GIVEN EXERCISE ->
Tally the lines in the items below that contain the string "knob", where case counts. Reply with the number only.

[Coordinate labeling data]
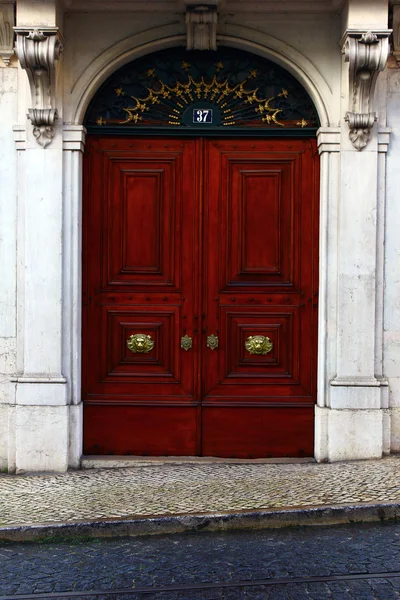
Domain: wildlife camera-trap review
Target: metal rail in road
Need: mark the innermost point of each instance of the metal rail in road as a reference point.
(219, 587)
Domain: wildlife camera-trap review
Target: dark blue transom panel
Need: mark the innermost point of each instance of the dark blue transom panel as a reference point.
(176, 89)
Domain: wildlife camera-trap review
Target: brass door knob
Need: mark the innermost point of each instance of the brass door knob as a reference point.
(140, 342)
(258, 344)
(212, 341)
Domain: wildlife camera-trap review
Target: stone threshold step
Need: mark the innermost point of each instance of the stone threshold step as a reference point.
(115, 462)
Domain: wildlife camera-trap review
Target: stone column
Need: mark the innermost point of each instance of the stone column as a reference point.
(73, 147)
(351, 423)
(42, 412)
(8, 212)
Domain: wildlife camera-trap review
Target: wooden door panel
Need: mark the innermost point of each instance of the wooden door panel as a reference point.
(140, 276)
(261, 262)
(145, 251)
(258, 217)
(163, 260)
(139, 430)
(251, 432)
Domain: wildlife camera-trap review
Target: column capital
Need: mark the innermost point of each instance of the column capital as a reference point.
(38, 49)
(367, 53)
(7, 21)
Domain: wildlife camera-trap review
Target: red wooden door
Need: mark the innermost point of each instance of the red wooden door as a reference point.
(140, 277)
(261, 280)
(197, 237)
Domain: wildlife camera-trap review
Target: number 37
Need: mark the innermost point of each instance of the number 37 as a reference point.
(201, 116)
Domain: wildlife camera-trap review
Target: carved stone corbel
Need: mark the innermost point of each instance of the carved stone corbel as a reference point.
(37, 51)
(201, 28)
(396, 32)
(366, 53)
(7, 32)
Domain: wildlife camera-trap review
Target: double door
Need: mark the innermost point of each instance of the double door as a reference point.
(199, 297)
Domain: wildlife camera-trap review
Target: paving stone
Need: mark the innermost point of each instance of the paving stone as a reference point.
(167, 489)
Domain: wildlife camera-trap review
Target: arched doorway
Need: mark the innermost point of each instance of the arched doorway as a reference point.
(200, 259)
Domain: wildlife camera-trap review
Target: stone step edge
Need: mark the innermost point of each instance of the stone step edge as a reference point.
(115, 462)
(179, 523)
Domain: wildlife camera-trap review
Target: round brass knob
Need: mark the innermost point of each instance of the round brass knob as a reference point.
(258, 344)
(140, 342)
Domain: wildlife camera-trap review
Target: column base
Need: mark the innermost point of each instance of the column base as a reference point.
(395, 429)
(40, 438)
(348, 434)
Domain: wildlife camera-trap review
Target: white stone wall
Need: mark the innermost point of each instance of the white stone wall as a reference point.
(8, 225)
(392, 257)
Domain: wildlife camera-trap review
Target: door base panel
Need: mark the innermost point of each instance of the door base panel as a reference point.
(258, 432)
(226, 432)
(139, 430)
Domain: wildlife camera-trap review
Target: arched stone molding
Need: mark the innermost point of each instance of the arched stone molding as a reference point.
(169, 36)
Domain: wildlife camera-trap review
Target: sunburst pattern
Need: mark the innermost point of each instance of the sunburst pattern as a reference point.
(243, 90)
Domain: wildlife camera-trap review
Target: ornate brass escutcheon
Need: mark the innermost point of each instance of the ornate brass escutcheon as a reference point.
(140, 342)
(212, 341)
(258, 344)
(186, 342)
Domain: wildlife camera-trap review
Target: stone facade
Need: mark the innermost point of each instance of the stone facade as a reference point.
(339, 52)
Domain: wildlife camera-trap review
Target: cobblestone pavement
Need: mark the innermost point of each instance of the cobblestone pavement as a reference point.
(193, 488)
(214, 557)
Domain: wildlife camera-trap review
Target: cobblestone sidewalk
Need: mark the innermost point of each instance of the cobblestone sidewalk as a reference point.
(171, 489)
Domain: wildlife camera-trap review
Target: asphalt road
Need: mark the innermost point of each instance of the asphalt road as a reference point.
(193, 558)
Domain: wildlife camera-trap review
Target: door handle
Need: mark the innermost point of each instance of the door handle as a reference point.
(186, 342)
(140, 342)
(212, 341)
(258, 344)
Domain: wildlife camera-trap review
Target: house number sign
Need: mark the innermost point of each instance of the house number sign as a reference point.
(202, 115)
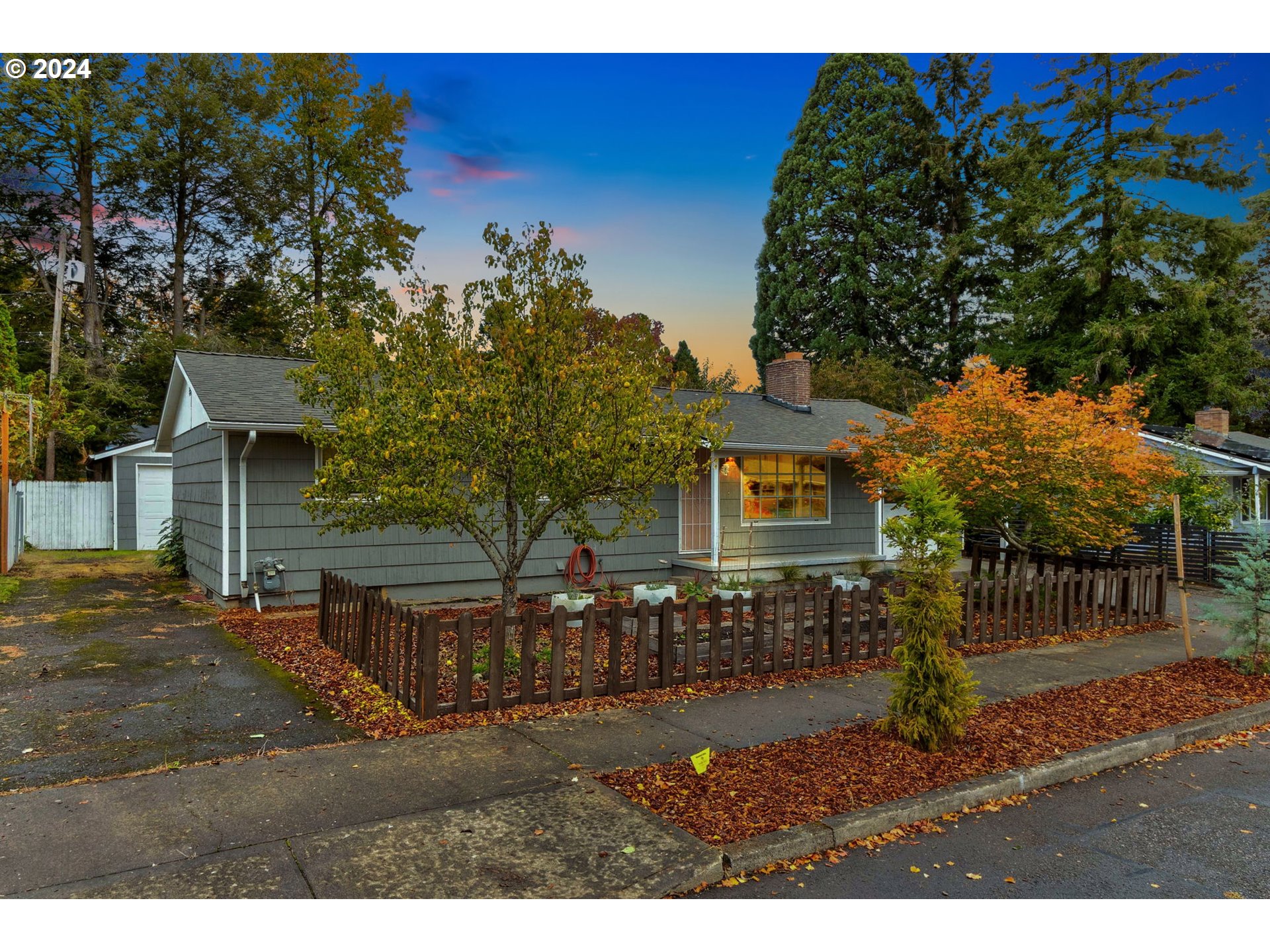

ANSWER TO THE PROBLEM ->
4